Selected excerpt:

══════════════════════════════

We use the [predict](https://keras.io/api/models/model_training_apis/#predict-method)
method to provide predictions to new data. You can use the model you just trained or you
can load a previously **pretrained** model.

In [None]:
# Our pretrained model (100 epochs):
# ffnn = keras.models.load_model('output/MNIST_FFNN_pretrained.h5')

# ... or load the model you trained yourself:
ffnn = keras.models.load_model('output/MNIST_FFNN.h5')

test_loss, test_acc = ffnn.evaluate(x_test, y_test, verbose=0)

print(f'Test accuracy: {test_acc:.4f}\n')

num_examples = 10

predictions_1hot = ffnn.predict(x_test, verbose=0)

nicer_predictions_1hot_0 = list(map(np.format_float_positional, predictions_1hot[0], [5]*10))

print(f"Shape of the predictions: {predictions_1hot.shape}\n")
print(f"First prediction: {nicer_predictions_1hot_0}\n")

predictions = np.argmax(predictions_1hot, axis=1)

print(f"First class prediction: {predictions[0]}")

Note that the neural network outputs vectors with class probabilities.
We choose the class with the highest probability.

══════════════════════════════

Problems to solve:
1. Reproduce the excerpt on Keras predictions word for word, everything from "num_examples = 10" down to "with class probabilities.".
2. Answer these questions using the excerpt on Keras predictions.
(a) Which method is used to provide predictions for new data?
(b) For how many epochs was the pretrained model trained?
(c) According to the closing note, what does the neural network output?
Rely only on the excerpt on Keras predictions for what comes next.

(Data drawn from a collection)
══════════════════════════════

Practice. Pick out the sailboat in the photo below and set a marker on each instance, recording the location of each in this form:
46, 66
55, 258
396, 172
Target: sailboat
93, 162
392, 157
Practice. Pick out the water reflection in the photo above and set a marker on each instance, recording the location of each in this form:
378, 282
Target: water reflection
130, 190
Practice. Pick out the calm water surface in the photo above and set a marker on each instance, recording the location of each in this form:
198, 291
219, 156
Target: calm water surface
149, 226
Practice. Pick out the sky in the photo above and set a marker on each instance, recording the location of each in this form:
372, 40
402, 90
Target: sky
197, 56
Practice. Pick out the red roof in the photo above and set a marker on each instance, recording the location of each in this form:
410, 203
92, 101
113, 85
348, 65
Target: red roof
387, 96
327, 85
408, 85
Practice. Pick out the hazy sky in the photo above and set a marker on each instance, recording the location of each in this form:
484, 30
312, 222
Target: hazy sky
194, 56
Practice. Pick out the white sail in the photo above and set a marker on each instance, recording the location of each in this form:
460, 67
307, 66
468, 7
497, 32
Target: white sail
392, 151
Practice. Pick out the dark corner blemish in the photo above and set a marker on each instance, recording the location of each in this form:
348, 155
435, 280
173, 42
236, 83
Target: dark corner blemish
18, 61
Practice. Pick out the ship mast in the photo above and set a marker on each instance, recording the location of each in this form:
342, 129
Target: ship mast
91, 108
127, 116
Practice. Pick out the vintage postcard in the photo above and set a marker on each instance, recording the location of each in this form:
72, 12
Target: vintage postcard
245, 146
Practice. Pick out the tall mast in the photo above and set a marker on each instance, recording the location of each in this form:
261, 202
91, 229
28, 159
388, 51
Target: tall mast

══════════════════════════════

Expected outputs:
1.
num_examples = 10

predictions_1hot = ffnn.predict(x_test, verbose=0)

nicer_predictions_1hot_0 = list(map(np.format_float_positional, predictions_1hot[0], [5]*10))

print(f"Shape of the predictions: {predictions_1hot.shape}\n")
print(f"First prediction: {nicer_predictions_1hot_0}\n")

predictions = np.argmax(predictions_1hot, axis=1)

print(f"First class prediction: {predictions[0]}")

Note that the neural network outputs vectors with class probabilities.

2.
(a) The predict method.
(b) 100 epochs.
(c) Vectors with class probabilities.